◆ Exercise prompt ◆
A faithful, complete transcript of the entries below, without pictures, should be returned.

[Extracted material — start]

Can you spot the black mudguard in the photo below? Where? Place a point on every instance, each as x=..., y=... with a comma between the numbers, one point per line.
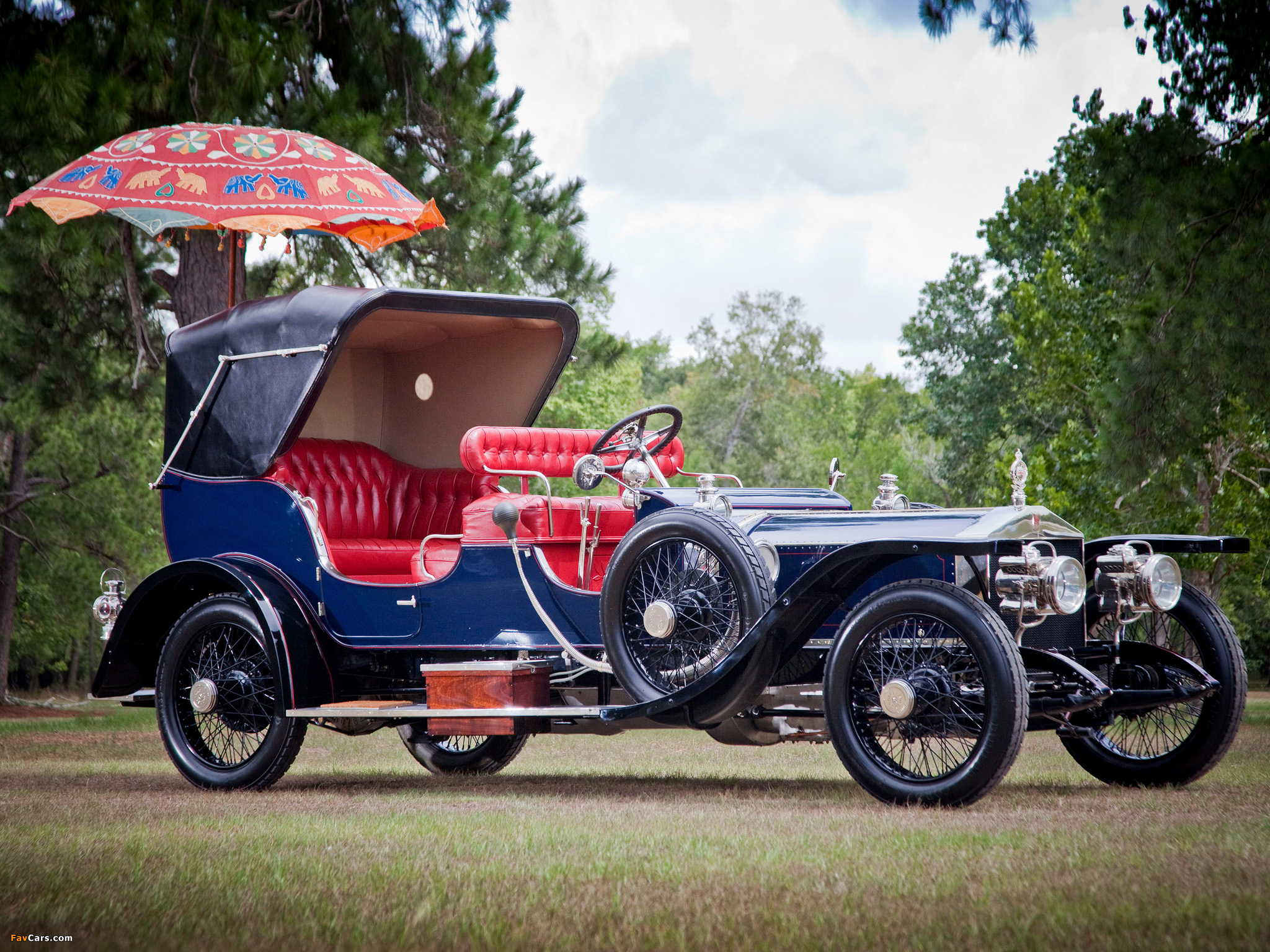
x=131, y=655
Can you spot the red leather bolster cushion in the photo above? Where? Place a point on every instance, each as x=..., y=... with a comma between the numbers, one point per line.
x=553, y=452
x=615, y=519
x=373, y=557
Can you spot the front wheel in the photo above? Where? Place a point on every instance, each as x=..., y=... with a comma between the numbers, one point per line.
x=926, y=696
x=221, y=712
x=460, y=754
x=682, y=589
x=1178, y=743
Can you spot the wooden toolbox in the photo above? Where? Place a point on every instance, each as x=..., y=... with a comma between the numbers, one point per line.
x=479, y=684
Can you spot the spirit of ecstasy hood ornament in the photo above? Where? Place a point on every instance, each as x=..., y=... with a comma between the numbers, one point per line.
x=1018, y=480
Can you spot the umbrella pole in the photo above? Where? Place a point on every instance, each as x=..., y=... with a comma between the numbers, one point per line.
x=233, y=238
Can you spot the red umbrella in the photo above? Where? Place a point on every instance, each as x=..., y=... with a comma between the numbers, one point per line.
x=235, y=178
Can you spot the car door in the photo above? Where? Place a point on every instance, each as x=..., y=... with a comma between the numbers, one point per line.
x=367, y=614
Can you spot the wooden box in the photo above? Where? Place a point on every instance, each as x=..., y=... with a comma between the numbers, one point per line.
x=481, y=684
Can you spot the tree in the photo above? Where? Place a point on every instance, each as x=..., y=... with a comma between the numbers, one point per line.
x=1119, y=342
x=402, y=82
x=1005, y=20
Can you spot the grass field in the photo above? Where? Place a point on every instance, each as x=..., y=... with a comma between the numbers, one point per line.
x=648, y=840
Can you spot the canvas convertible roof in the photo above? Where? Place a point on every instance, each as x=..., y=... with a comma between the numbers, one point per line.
x=407, y=371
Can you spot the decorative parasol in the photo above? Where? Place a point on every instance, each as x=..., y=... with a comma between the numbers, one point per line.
x=235, y=179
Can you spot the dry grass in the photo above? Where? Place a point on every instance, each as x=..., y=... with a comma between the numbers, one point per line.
x=648, y=840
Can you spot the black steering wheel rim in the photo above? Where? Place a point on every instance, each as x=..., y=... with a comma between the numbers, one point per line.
x=641, y=416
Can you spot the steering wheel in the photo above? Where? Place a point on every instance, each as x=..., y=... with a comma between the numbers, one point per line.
x=629, y=434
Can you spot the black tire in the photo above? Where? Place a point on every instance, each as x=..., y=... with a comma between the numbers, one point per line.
x=460, y=754
x=1179, y=743
x=247, y=741
x=704, y=565
x=970, y=708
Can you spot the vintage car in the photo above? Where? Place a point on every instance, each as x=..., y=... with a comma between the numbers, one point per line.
x=345, y=553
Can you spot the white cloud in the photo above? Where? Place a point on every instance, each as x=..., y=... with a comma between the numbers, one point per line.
x=830, y=152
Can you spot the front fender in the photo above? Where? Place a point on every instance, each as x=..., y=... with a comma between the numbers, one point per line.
x=131, y=656
x=796, y=617
x=1189, y=545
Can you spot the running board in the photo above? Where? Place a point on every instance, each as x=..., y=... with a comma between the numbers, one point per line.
x=411, y=712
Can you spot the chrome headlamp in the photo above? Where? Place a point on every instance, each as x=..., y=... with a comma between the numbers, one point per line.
x=1036, y=584
x=1133, y=583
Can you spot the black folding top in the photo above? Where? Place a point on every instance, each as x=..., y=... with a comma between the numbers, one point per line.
x=258, y=407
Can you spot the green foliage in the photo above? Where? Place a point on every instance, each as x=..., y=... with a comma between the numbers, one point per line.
x=1008, y=22
x=1116, y=332
x=411, y=84
x=1222, y=54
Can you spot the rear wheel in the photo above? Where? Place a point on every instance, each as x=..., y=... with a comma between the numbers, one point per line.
x=1176, y=743
x=221, y=712
x=926, y=697
x=460, y=754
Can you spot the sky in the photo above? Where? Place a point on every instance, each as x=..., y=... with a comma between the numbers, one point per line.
x=826, y=149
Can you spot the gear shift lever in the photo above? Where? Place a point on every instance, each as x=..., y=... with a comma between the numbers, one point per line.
x=506, y=517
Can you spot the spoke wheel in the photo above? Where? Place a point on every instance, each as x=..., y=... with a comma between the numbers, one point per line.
x=925, y=695
x=948, y=718
x=682, y=589
x=459, y=754
x=218, y=692
x=1145, y=735
x=1180, y=742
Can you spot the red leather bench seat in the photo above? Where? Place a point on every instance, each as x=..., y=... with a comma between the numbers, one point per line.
x=375, y=511
x=553, y=452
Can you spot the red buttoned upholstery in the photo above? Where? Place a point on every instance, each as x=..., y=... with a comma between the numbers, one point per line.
x=375, y=511
x=553, y=452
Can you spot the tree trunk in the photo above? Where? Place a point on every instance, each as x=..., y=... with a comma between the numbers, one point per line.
x=145, y=353
x=9, y=551
x=734, y=434
x=201, y=286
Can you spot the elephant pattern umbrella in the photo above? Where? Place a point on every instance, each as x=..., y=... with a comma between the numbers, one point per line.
x=235, y=178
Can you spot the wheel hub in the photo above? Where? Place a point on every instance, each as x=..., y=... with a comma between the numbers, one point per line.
x=202, y=696
x=897, y=699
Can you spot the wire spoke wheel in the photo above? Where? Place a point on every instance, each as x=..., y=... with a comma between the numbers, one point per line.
x=1143, y=735
x=948, y=710
x=230, y=658
x=460, y=744
x=1176, y=742
x=220, y=702
x=459, y=754
x=925, y=695
x=694, y=580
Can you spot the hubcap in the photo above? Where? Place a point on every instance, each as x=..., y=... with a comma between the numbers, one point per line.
x=659, y=619
x=897, y=699
x=202, y=696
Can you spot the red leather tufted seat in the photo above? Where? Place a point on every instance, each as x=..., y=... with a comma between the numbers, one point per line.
x=375, y=511
x=553, y=452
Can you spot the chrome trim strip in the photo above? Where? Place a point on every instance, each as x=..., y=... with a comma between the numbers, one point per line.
x=424, y=711
x=221, y=362
x=530, y=472
x=425, y=544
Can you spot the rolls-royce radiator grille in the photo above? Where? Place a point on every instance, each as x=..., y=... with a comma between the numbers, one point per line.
x=1059, y=630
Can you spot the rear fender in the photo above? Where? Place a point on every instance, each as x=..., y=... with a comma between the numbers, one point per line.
x=796, y=617
x=131, y=656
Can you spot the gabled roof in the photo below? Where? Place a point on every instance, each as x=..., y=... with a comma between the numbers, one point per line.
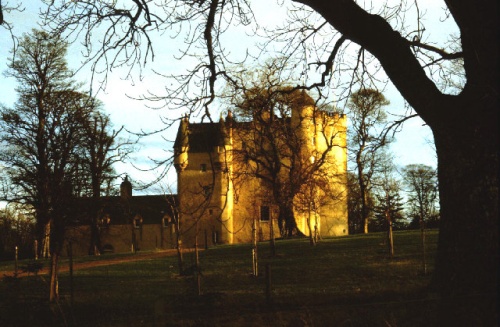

[Extracted material — finish]

◆ Result of this exercise ◆
Can you spot the black mudguard in the photo below? Where? Place a point on every instance, each as x=..., y=... with a comma between the numbers, one point per line.
x=131, y=655
Can you spot the red leather bolster cushion in the photo above? Where? Place a point on every instance, each as x=..., y=... with a comma between the numbers, one point per line.
x=553, y=452
x=615, y=519
x=373, y=557
Can you spot the front wheel in the photo above? Where? Place a point on every instance, each as x=..., y=... with a comma between the numbers, one point per line.
x=926, y=696
x=221, y=712
x=460, y=754
x=682, y=589
x=1178, y=743
Can you spot the wooden toolbox in the photo above? Where? Place a point on every instance, each as x=..., y=... with a comma between the numbers, one point per line.
x=479, y=684
Can you spot the spirit of ecstasy hood ornament in the photo above? Where? Place a point on every instance, each as x=..., y=... with a comma between the numbers, one point per line.
x=1018, y=480
Can you spot the umbrella pole in the photo above? Where? Place a point on every instance, each as x=..., y=... with a comma between the numbers, one point per line.
x=233, y=238
Can you spot the red umbrella in the photo above? Where? Place a point on every instance, each as x=..., y=... with a comma between the numbers, one point per line.
x=235, y=178
Can you spot the car door in the photo above? Where? Place a point on every instance, each as x=..., y=... with a comma between the numbers, one point per line.
x=367, y=614
Can you spot the wooden box in the photo above? Where? Place a point on every instance, each as x=..., y=... with a comma between the numbers, one point per line.
x=481, y=684
Can you spot the tree in the photo above? Where? Place a point on every instance, each as x=..., y=... with a comma between the numbers, one point per line.
x=1119, y=342
x=402, y=82
x=1005, y=20
Can you spot the grass field in the photo above? Where? Place a point on every instance, each as x=..., y=... with a comma between the numbers, one point per line.
x=648, y=840
Can you spot the canvas convertible roof in the photo above? Where? Place a point on every instance, each as x=..., y=... with a comma between the numbers, one point per line.
x=407, y=371
Can you spot the decorative parasol in the photo above? Where? Place a point on every instance, each as x=..., y=... with a comma between the numbers, one point per line.
x=235, y=179
Can you spot the dry grass in the photo above? Where? Place a point on every instance, each as x=..., y=... with a comma between the numbers, one point per line.
x=648, y=840
Can you spot the black steering wheel rim in the photo above? Where? Place a point on every instance, each as x=..., y=... with a comma between the numbers, one point per line.
x=641, y=416
Can you spot the steering wheel in the photo above? Where? Place a point on every instance, each as x=..., y=... with a comma between the numbers, one point per line.
x=629, y=434
Can you spot the black tire in the photo above? Where? Place a point on every instance, each as x=..., y=... with a comma between the numbers, one point per line.
x=460, y=754
x=1179, y=743
x=247, y=741
x=704, y=565
x=970, y=708
Can you spot the vintage car in the photo above? Where? Place a point on every instance, each as x=..., y=... with a comma between the numbers, one point per line.
x=345, y=553
Can you spot the white cloud in the photo above? Where? Place a point on every instance, each as x=..., y=... with a comma between the numbers, one point per line.
x=830, y=152
Can you spot the front fender in the photo above? Where? Place a point on every instance, each as x=..., y=... with a comma between the numbers, one point per line.
x=131, y=656
x=796, y=617
x=1189, y=545
Can you spot the running board in the photo above? Where? Place a point on every instance, each as x=..., y=... with a comma between the numbers, one point per line.
x=411, y=712
Can you spot the chrome headlamp in the photo above? Where? Place a point on every instance, each as x=..., y=... with a comma between the numbers, one point per line.
x=1036, y=584
x=1133, y=583
Can you spot the black folding top in the photo above? Where? Place a point on every instance, each as x=..., y=... with a comma between the numbers, one point per line.
x=258, y=407
Can you spot the green foliage in the photo above? Where? Place a point on every instance, each as x=..., y=... with a comma between the numbers, one point per line.
x=1008, y=22
x=1116, y=332
x=411, y=84
x=1222, y=54
Can you spot the rear wheel in the photo above? Where? Place a point on every instance, each as x=..., y=... with a comma between the numbers, one point per line.
x=1176, y=743
x=221, y=712
x=926, y=697
x=460, y=754
Can you spot the sky in the photo above? Where? Place a point on every instance, each as x=..., y=... with a comma between the numbers, one point per line.
x=826, y=149
Can you spot the gear shift lever in the photo above? Where? Place a point on every instance, each as x=..., y=... with a comma between the numbers, one point per line.
x=506, y=517
Can you spot the spoke wheel in the photo above? Where? Place a point on every instance, each as x=..., y=... with a comma between the numbers, one point per line.
x=925, y=695
x=948, y=718
x=682, y=589
x=459, y=754
x=218, y=692
x=1145, y=735
x=1180, y=742
Can you spot the red leather bench seat in the photo above? Where? Place a point on every instance, each as x=..., y=... with a comma between the numbers, one point per line.
x=375, y=511
x=553, y=452
Can you spot the red buttoned upholstery in the photo above? Where? Place a point on every instance, each as x=..., y=... with a comma between the numbers, one point per line.
x=375, y=511
x=553, y=452
Can you spot the tree trunk in the photo above? Where? Place a point on every instance, each as x=..., y=... with a comma between the numbers, one point per line.
x=145, y=353
x=9, y=551
x=734, y=434
x=201, y=286
Can you spot the elephant pattern umbrella in the photo above? Where? Place a point on every instance, each as x=..., y=... with a comma between the numbers, one point per line.
x=235, y=178
Can you spot the wheel hub in the photo above? Where? Place a point on every instance, each as x=..., y=... with a comma between the numbers, one point per line.
x=202, y=696
x=897, y=699
Can you spot the wire spoke wheel in the photo above? Where? Place a point on every instance, each as x=..., y=... with a comma between the numbers, one point per line.
x=1143, y=735
x=948, y=710
x=230, y=658
x=460, y=744
x=1176, y=742
x=220, y=702
x=459, y=754
x=925, y=695
x=694, y=580
Can you spot the hubcap in the photo above? Where? Place a point on every instance, each as x=..., y=... with a comma between the numbers, one point per line.
x=659, y=619
x=897, y=699
x=202, y=696
Can you spot the red leather tufted seat in the photo above? Where? Place a point on every instance, each as x=..., y=... with a comma between the numbers, one point per line.
x=375, y=511
x=553, y=452
Can you spot the chrome trim strip in the photo above? Where? Place a point on every instance, each as x=..., y=... with a comma between the numbers, one point per line.
x=424, y=711
x=221, y=362
x=530, y=472
x=425, y=544
Can you spot the rolls-royce radiator grille in the photo above? Where? Place a point on every instance, each as x=..., y=... with a comma between the numbers, one point per line.
x=1059, y=630
Can you spot the rear fender in the photo above? Where? Place a point on every instance, each as x=..., y=... with a comma between the numbers, one point per line.
x=796, y=617
x=131, y=656
Can you spot the gabled roof in the photo below? Where? Place a point on every instance, each as x=..., y=... with a comma between the numbers, one point per line.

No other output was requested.